WHAT YOU SHOULD DO: Find the line with "Target: red necktie". Transcribe it and each later line of the data exactly, up to and including the last.

EXERCISE DATA:
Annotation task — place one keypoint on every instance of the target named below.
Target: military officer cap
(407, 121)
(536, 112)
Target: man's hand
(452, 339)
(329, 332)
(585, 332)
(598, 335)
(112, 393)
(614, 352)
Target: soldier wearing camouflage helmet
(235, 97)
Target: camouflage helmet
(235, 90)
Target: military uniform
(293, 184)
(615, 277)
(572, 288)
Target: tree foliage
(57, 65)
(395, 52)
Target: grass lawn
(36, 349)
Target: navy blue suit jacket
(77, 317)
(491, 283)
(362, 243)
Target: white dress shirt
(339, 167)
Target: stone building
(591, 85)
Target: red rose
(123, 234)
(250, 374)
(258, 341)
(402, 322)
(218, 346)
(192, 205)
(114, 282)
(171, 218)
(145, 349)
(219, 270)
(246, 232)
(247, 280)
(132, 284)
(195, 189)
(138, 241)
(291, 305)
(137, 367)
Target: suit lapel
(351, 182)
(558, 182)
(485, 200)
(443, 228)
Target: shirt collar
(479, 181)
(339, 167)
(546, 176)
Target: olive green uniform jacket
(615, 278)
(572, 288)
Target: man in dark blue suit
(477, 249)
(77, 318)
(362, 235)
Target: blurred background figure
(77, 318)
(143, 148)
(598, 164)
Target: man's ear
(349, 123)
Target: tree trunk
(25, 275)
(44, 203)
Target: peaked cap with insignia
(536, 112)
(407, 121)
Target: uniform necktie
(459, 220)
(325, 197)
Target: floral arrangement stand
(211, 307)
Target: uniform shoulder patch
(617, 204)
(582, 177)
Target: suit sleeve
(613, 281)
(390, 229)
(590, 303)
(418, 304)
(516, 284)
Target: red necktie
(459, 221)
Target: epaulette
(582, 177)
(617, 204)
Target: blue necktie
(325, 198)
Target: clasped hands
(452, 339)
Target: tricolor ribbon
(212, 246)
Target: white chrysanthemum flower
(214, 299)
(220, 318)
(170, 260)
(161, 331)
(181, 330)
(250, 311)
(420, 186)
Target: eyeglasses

RESULT FOR THIS TASK:
Target: red necktie
(459, 221)
Target: epaulette
(582, 177)
(617, 204)
Target: blue necktie
(325, 198)
Target: clasped hands
(452, 339)
Target: tricolor ribbon
(212, 246)
Target: white chrysanthemum flower
(214, 299)
(220, 318)
(170, 260)
(161, 331)
(181, 330)
(250, 311)
(420, 186)
Target: eyeglasses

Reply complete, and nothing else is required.